## DATASET ENTRIES
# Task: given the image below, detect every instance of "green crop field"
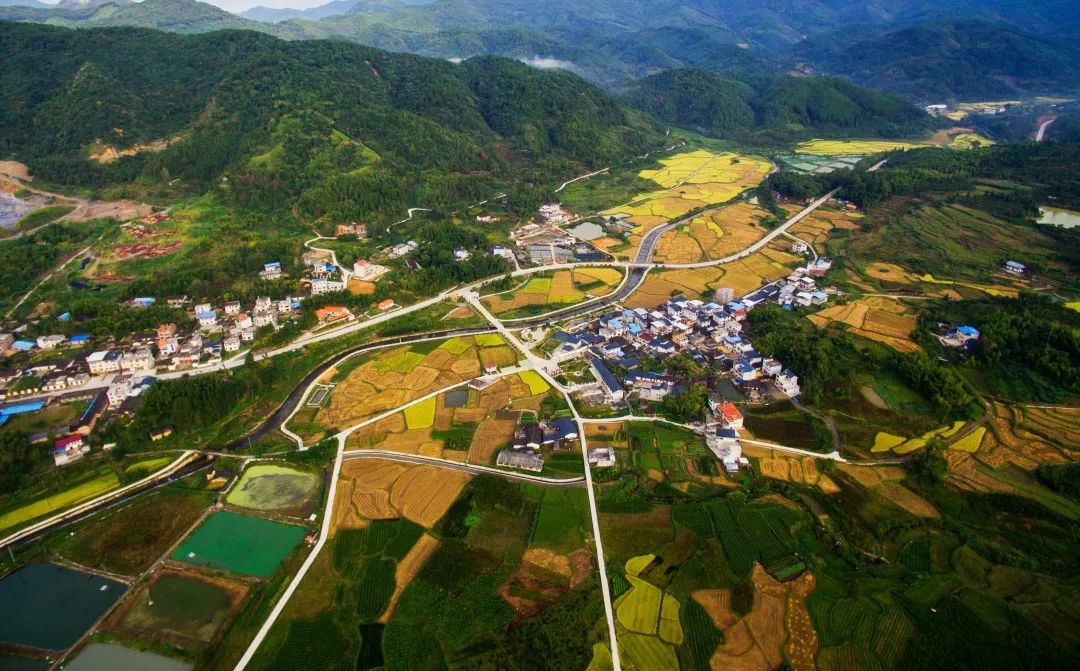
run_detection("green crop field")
[226,464,319,510]
[172,511,307,578]
[0,473,120,532]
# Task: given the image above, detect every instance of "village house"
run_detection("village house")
[86,349,121,375]
[311,278,345,296]
[120,347,154,373]
[315,305,349,324]
[352,258,390,282]
[53,433,90,466]
[259,261,281,280]
[38,334,67,350]
[335,222,367,239]
[195,310,217,330]
[1003,261,1027,277]
[708,394,743,430]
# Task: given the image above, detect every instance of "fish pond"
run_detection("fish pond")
[172,511,307,578]
[64,643,191,671]
[0,564,127,650]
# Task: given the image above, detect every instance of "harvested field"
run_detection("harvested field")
[837,464,941,520]
[784,205,862,247]
[468,417,517,464]
[404,397,438,430]
[795,139,924,156]
[654,202,768,264]
[390,466,472,528]
[604,150,771,254]
[807,297,921,352]
[315,338,482,428]
[483,268,622,314]
[378,534,438,625]
[743,445,840,494]
[696,564,818,671]
[112,241,184,260]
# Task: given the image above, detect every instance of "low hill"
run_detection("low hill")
[625,69,930,139]
[0,23,661,217]
[796,21,1080,102]
[0,0,282,32]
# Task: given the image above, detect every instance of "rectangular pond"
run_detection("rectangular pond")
[0,564,127,650]
[64,643,191,671]
[172,510,307,578]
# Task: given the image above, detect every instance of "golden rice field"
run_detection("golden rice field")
[314,337,483,429]
[795,139,926,156]
[870,421,964,454]
[603,149,772,256]
[807,297,921,352]
[785,205,862,247]
[405,397,437,429]
[653,202,768,264]
[483,268,622,314]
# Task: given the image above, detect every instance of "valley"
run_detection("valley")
[0,7,1080,671]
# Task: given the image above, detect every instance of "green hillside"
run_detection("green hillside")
[797,21,1080,100]
[0,24,659,216]
[626,69,930,140]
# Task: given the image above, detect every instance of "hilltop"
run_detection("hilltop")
[0,24,660,216]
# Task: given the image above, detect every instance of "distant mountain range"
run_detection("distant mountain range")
[0,0,1080,102]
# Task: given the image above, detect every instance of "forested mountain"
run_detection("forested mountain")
[240,0,403,24]
[0,24,661,217]
[0,0,282,32]
[625,69,930,140]
[796,21,1080,100]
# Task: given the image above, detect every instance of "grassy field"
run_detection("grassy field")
[226,464,319,515]
[483,268,623,318]
[795,139,924,156]
[603,149,771,255]
[253,473,603,669]
[0,473,120,532]
[653,202,769,264]
[171,511,307,578]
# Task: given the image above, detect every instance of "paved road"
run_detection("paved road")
[343,449,585,489]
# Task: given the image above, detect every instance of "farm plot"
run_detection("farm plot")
[113,569,248,643]
[315,337,483,434]
[807,297,921,352]
[785,205,862,247]
[795,139,927,156]
[0,472,120,532]
[226,464,319,515]
[653,202,769,264]
[603,149,771,253]
[334,459,470,528]
[483,268,622,317]
[743,445,840,494]
[837,464,941,520]
[694,565,819,671]
[171,510,307,578]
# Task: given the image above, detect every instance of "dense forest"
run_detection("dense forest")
[796,19,1080,102]
[924,294,1080,402]
[0,24,660,218]
[626,69,930,142]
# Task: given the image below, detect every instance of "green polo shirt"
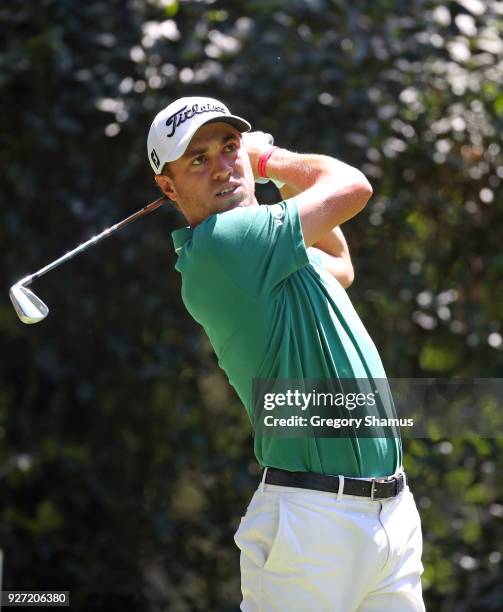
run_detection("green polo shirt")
[173,199,402,477]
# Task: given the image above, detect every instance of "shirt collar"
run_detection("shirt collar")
[171,227,193,253]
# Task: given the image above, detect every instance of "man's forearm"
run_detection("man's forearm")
[280,165,354,288]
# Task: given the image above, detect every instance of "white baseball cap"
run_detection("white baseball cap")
[147,97,251,174]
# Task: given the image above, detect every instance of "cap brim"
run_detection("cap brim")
[203,115,251,132]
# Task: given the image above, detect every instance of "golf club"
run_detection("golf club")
[9,196,167,323]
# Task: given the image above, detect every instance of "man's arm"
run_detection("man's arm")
[280,173,355,289]
[262,149,372,247]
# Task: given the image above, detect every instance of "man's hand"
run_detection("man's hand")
[243,132,274,177]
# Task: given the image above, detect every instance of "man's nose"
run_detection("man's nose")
[213,155,233,181]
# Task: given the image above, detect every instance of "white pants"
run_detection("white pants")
[234,478,425,612]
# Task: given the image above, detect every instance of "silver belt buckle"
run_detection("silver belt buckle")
[370,478,376,501]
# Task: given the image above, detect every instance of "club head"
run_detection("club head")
[9,284,49,323]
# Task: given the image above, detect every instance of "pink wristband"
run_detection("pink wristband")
[257,147,278,178]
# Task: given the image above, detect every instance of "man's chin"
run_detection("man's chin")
[219,193,250,212]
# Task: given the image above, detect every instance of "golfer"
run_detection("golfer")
[148,97,424,612]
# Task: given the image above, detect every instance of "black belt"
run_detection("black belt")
[264,468,407,499]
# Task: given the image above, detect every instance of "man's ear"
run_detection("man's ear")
[154,174,178,204]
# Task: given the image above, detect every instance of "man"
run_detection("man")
[147,98,424,612]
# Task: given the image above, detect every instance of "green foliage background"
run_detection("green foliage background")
[0,0,503,612]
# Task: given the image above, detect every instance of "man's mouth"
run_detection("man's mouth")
[215,185,239,198]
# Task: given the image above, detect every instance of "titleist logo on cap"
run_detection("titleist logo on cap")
[166,103,227,138]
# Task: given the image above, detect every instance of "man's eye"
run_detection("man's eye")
[225,142,238,153]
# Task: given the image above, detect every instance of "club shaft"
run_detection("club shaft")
[19,196,167,286]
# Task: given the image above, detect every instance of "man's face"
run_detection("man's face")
[156,122,258,226]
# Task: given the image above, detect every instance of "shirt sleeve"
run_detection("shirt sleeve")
[196,199,309,299]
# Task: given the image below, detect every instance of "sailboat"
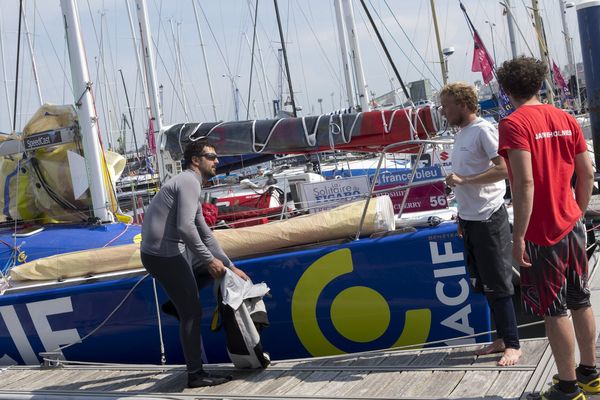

## EXERCISE GOAL
Copy out the lines above word for word, from the first line through the line holding "[172,510,307,578]", including that line, and leave the pictures out of your copy.

## THE RESPONSE
# Task: given the image below, detect every instance of "green crop field"
run_detection("green crop field")
[226,464,319,510]
[172,511,307,578]
[0,473,120,532]
# Task: given the image above, detect every instance of "village house"
run_detection("village house")
[86,349,121,375]
[311,278,345,296]
[120,347,154,373]
[315,305,349,324]
[352,258,390,282]
[53,433,90,466]
[259,261,281,280]
[38,334,67,350]
[335,222,367,239]
[195,310,217,330]
[1003,261,1027,277]
[708,394,743,430]
# Task: given the image above, detect every instance of "fish pond"
run_detection("fish pond")
[172,511,307,578]
[64,643,191,671]
[0,564,127,650]
# Task: given the image above, detect every instance of "harvested field"
run_detection("harvested field")
[837,464,941,520]
[784,205,862,247]
[468,417,517,464]
[404,397,438,430]
[795,139,924,156]
[654,202,768,264]
[390,466,472,528]
[604,150,771,254]
[807,297,921,352]
[315,338,482,428]
[483,268,622,314]
[378,534,438,625]
[743,445,840,494]
[696,564,818,671]
[112,241,184,260]
# Task: given the image above, detect every instance of "low hill"
run_detection("low hill")
[625,69,930,139]
[0,23,661,217]
[796,21,1080,102]
[0,0,282,32]
# Task: given the image above, detect every instance of "rectangular pond"
run_detection("rectangular pond")
[0,564,127,650]
[64,643,191,671]
[172,510,307,578]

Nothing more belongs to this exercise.